So you delete readonly. The property becomes public int $amountInMinorUnits. Any caller in any controller in any package can now reach in and rewrite the amount. The invariant that the constructor was enforcing — "non-negative, ISO currency, mutually consistent" — is now a polite suggestion.
PHP 8.4 closes this gap. The feature is asymmetric visibility. The property declares a read visibility and a separate write visibility, and the language enforces both. Outside the class, it is public. Inside the class, it is whatever you said. The hack everybody used to write (public read, magic-method or clone for write) is no longer the only option.
This post walks through what changed, the exact syntax (verified against the PHP RFC and the PHP 8.4 release), and the shape value objects take when you adopt it. The examples are real, runnable PHP 8.4.
The syntax, exactly as the RFC defines it
The form, from the asymmetric visibility RFC:
{read visibility} {set visibility}(set) {propertyType} $name;
The set visibility is always followed by the literal token (set). The read visibility may be omitted, in which case it defaults to public. Three rules the engine enforces:
- The write visibility must be equal to or stricter than the read visibility.
public private(set)is legal.private public(set)is not. - The property must have a type declaration. There is no asymmetric visibility on untyped properties.
- You cannot combine
readonlywith explicit asymmetric visibility. Thereadonlymodifier already impliesprivate(set); mixing them is a parse error.
The three forms that matter day to day:
final class Account
{
public private(set) string $email;
public protected(set) int $loginCount;
private(set) DateTimeImmutable $createdAt;
}
public private(set) string $email reads as: anyone can read $email. Only methods on Account itself can write it. public protected(set) int $loginCount opens the write side to subclasses. The third line drops the explicit public. The read side defaults to public when omitted, so private(set) DateTimeImmutable $createdAt is exactly the same as public private(set) DateTimeImmutable $createdAt.

Exercise:
Rewrite everything in the asymmetric visibility post from "public private(set)is legal.private" down to "on untyped properties.", renaming "type declaration" to "type hint".

The data:
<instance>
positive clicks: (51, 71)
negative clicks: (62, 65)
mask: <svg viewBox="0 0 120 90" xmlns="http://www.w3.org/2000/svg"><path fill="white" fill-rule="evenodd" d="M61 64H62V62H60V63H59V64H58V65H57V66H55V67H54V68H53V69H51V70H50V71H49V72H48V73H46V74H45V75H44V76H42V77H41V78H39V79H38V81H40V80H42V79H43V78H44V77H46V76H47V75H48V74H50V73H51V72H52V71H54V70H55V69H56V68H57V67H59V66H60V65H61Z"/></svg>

Exercise solution:
public private(set)is legal.private public(set)is not. - The property must have a type hint. There is no asymmetric visibility on untyped properties.